─── Page excerpt ───

Scholars' experience Details

From molecules to food products

From molecules to food products

Published 21 Feb 2020

As a research fellow in Food and Nutrition at A*STAR, Dr Shaun Sim gets to work on the two things he loves: science and food.

It all began when he was pursuing his Bachelor of Arts in Natural Sciences (Chemistry) at the University of Cambridge.

“I developed a strong interest in the science of cooking,” says the 29-year-old. “I wanted to apply my chemistry and materials science perspectives on food in an effort to improve food-making processes and
maybe even create new culinary concepts.”

At Cambridge, the A*STAR National Science scholar discovered his love for experimenting with food.

A self-professed chocolate lover, he experimented with making lower-calorie chocolate truffles – by using water instead of cream as the base. Although it defied the conventional baking method, the experiment worked, he says.

─── Material provided ───

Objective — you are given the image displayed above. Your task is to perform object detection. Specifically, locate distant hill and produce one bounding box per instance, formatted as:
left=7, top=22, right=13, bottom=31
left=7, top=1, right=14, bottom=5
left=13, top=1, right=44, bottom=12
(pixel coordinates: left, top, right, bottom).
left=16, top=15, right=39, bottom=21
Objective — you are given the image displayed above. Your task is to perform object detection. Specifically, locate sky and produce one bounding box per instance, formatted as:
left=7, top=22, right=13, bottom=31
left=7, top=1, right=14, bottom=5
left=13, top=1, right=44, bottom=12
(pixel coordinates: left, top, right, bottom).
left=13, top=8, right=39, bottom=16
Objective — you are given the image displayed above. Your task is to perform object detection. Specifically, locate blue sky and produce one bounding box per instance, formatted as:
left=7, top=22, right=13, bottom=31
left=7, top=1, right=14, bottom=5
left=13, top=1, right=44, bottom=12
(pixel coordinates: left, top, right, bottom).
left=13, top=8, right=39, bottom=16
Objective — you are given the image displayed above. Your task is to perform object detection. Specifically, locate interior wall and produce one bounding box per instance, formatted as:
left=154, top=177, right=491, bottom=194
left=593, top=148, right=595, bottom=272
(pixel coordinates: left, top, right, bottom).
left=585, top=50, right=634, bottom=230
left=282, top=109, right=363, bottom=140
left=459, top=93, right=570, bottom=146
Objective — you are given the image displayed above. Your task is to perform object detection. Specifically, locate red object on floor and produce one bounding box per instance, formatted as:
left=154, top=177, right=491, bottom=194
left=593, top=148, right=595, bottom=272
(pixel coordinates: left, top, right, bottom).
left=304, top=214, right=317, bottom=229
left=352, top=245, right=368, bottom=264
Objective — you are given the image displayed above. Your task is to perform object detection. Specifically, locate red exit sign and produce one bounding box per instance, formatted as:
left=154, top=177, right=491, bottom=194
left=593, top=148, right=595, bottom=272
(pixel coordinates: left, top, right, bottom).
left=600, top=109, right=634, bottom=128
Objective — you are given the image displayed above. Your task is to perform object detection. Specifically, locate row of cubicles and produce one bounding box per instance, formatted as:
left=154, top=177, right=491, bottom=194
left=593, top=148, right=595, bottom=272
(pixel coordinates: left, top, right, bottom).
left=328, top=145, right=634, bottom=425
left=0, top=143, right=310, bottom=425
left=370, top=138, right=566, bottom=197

───

**Action item A**
Reproduce the passage of the scholar profile from "At Cambridge, the" up to and including "worked, he says.", substituting "milk" for "cream".
**Action item B**
Resume the scholar profile from where it stops, writing what comes next.
You can disregard the data entirely.

**Written reply A**
At Cambridge, the A*STAR National Science scholar discovered his love for experimenting with food.

A self-professed chocolate lover, he experimented with making lower-calorie chocolate truffles – by using water instead of milk as the base. Although it defied the conventional baking method, the experiment worked, he says.

**Written reply B**
After earning his bachelor’s degree, Dr Sim seized the chance to join the Clinical Nutrition Research Centre at A*STAR.

“I was introduced to food science and technology during my time there,” he says. “It has allowed me to see food through the lenses of physics, chemistry and materials science.”

His lucky stars
Dr Sim completed a PhD in Food Science and Technology (Food Engineering) at Cornell University under the same scholarship.

“I was lucky to have learnt about the A*STAR scholarship from my high school alumni and the A*STAR scholarship roadshows when I was in junior college,” he says. “I had secured a place at Cambridge before
applying for the scholarship. A*STAR also offers graduate and post- doctoral scholarships to support the applicants’ careers.”

Dr Sim’s research covers developing oil gels or oleogels, which could potentially reduce or replace saturated
fats. Major sources of saturated fat, which is typically considered unhealthy, include animal fats, high-fat dairy products and food prepared with palm-based vegetable oil.

Together with his team of researchers, he works closely with different stakeholders — from nutritionists to
food companies and other research institutes.

“It’s an exciting job,” says Dr Sim. “My workday could vary from creating and analysing oleogels in the lab to formulating new foods in our product development kitchen and visiting food-processing facilities.”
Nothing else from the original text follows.